Repeat the records in full. No pictures belong in the copy.

▶ _Given data_
▼

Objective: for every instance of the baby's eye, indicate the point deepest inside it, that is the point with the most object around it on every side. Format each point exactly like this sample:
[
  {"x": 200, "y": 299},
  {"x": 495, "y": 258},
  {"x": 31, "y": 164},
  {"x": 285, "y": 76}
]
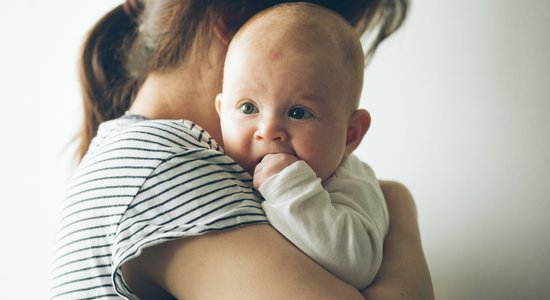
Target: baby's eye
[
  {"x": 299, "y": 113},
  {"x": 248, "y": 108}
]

▲

▶ _Solution_
Objective: for every instance of the baby's eye, indicate the point deepest inside it, that is the point with the most object around it on every side. Format each point exactly like this sample:
[
  {"x": 200, "y": 299},
  {"x": 495, "y": 258},
  {"x": 31, "y": 164},
  {"x": 285, "y": 76}
]
Target: baby's eye
[
  {"x": 299, "y": 113},
  {"x": 248, "y": 108}
]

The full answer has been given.